- PROBLEM STATEMENT
Every entry below is to be retyped exactly as it stands.

MATERIAL PROVIDED Start Marker

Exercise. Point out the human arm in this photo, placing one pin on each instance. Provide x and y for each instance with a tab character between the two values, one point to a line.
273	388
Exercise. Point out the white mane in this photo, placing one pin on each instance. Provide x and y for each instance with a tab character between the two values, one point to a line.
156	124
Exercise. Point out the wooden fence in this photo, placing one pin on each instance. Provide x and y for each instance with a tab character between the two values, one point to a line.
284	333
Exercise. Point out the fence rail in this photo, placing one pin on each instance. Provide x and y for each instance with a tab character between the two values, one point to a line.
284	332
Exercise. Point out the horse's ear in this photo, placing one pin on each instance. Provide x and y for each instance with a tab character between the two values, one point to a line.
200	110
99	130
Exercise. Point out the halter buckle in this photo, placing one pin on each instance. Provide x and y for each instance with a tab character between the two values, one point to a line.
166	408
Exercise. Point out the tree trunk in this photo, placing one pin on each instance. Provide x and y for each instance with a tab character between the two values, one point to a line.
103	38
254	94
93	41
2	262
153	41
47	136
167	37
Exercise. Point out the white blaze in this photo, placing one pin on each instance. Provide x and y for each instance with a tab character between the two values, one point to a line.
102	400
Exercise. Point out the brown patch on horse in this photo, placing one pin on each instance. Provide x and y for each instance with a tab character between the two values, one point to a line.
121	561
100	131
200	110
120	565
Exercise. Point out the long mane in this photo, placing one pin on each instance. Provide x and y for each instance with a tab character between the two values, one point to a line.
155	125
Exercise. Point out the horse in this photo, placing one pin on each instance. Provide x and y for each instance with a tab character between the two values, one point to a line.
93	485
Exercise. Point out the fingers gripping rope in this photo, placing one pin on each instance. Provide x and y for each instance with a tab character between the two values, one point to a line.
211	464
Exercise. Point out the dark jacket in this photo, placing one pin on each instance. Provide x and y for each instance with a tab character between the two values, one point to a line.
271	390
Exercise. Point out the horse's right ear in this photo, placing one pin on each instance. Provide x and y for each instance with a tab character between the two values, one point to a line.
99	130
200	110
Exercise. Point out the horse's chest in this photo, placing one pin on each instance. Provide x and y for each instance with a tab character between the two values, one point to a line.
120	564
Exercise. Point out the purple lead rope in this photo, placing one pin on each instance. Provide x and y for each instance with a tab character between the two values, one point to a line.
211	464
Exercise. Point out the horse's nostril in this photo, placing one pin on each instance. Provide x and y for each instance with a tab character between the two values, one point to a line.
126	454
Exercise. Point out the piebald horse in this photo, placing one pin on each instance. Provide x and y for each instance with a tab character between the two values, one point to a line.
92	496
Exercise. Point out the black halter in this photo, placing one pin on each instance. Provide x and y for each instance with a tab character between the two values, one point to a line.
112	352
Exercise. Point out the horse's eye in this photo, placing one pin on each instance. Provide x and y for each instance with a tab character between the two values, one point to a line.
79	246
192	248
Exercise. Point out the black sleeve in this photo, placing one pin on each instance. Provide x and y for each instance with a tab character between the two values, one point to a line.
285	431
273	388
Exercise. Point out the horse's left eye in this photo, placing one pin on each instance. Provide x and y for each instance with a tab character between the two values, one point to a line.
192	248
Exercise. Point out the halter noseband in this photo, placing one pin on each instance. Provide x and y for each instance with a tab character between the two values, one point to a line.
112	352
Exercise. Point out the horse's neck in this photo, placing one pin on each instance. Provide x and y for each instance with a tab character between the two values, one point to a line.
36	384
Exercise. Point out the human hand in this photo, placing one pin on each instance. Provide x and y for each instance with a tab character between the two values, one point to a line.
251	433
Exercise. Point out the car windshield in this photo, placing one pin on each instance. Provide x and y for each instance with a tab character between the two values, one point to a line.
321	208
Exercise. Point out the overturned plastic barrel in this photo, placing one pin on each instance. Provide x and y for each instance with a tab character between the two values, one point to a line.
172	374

MATERIAL PROVIDED End Marker

- WRITTEN SOLUTION
Exercise. Point out the human arm in this photo, placing one pin on each instance. Provide x and y for each instance with a tab character between the two values, one point to a line.
273	388
Exercise. Point out the white mane in this photo, placing one pin on each instance. Provide x and y for each instance with a tab character between the two values, one point to a line.
156	124
Exercise. Point out the wooden fence in this photo, placing one pin on each instance. Provide x and y for each instance with a tab character between the two values, one point to a line.
284	333
Exercise. Point out the fence rail in this photo, placing one pin on each instance. Provide x and y for each instance with a tab character between the two values, one point to a line.
284	332
Exercise. Point out the horse's ear in this photo, placing one pin on each instance. Provide x and y for each instance with a tab character between the two values, one point to a line.
200	110
99	130
Exercise. Point out the halter buckle in this photo, placing one pin on each instance. Provide x and y for each instance with a tab character between the two values, one point to a line.
166	408
Exercise. Point out the tree trunk in this photo, placing one pin on each instance. Provide x and y for each instance with a tab character between the two values, one point to a line.
103	38
254	94
93	41
2	262
153	41
47	136
167	37
Exercise. Point out the white blaze in this photo, placing one pin on each instance. Provide x and y for each instance with a tab character between the two values, one point to a line.
102	400
Exercise. Point out the brown patch on horse in this photo, placing one pin on each instance. Provide x and y for each instance with a tab character between the two values, one point to a line.
121	561
100	131
200	110
120	565
Exercise. Point out the long mane in this photo, placing one pin on each instance. Provide x and y for each instance with a tab character between the two values, one point to a line.
155	125
Exercise. Point out the horse in this photo, placing one pin on each instance. Provide x and y for each instance with a tab character between the two values, one point to a line.
93	485
Exercise. Point out the fingers gripping rope in this photo, placing one pin on each instance. Provide x and y for each instance with a tab character between the two values, one point to a line.
211	464
Exercise. Point out the dark jacket in this photo, placing one pin on each instance. Provide x and y for each instance with a tab character between the two values, one point to a line.
271	390
Exercise. Point out the horse's right ear in this photo, placing one pin on each instance. Provide x and y for each instance with a tab character between the two values, one point to a line.
99	130
200	110
Exercise. Point out the horse's chest in this photo, placing one pin on each instance. Provide x and y for each instance with a tab character between the two values, one point to a line.
120	564
Exercise. Point out the purple lead rope in this photo, placing one pin on each instance. Provide x and y for each instance with a tab character between the two values, one point to a line.
211	464
Exercise. Point out the horse's nostril in this photo, placing one pin on each instance. Provide x and y for each instance with a tab character between the two values, one point to a line.
126	454
Exercise. Point out the piebald horse in this photo, placing one pin on each instance. Provide x and y for each instance with a tab character between the two values, one point to a line.
92	496
Exercise. Point out the black halter in this photo, placing one pin on each instance. Provide x and y for each instance with a tab character between the two values, one point to a line.
112	352
Exercise. Point out the horse's eye in this photo, placing one pin on each instance. Provide x and y for each instance with a tab character between the two values, one point to a line.
79	246
192	248
Exercise. Point out the black sleeve in this photo, placing one pin on each instance. Provide x and y for each instance with a tab character between the two values, one point to a line.
285	431
273	388
Exercise. Point out the horse's left eye in this photo, placing one pin on each instance. Provide x and y for each instance with a tab character between the two values, one point to a line.
192	248
Exercise. Point out the halter noseband in this photo, placing one pin on each instance. Provide x and y for each instance with a tab character between the two values, one point to a line.
112	352
Exercise. Point out the horse's neck in this photo, placing one pin on each instance. Provide x and y for each instance with a tab character between the two values, one point to a line.
36	384
Exercise. Point out the human hand in this photo, placing one pin on each instance. Provide x and y for each instance with a tab character between the two values, one point to a line.
251	433
Exercise. Point out the car windshield in this photo, placing one pin on each instance. Provide x and y for each instance with a tab character between the two values, one point to a line.
321	208
Exercise. Point out the overturned plastic barrel in this photo, placing one pin on each instance. Provide x and y for each instance with a tab character between the two values, one point to a line.
172	374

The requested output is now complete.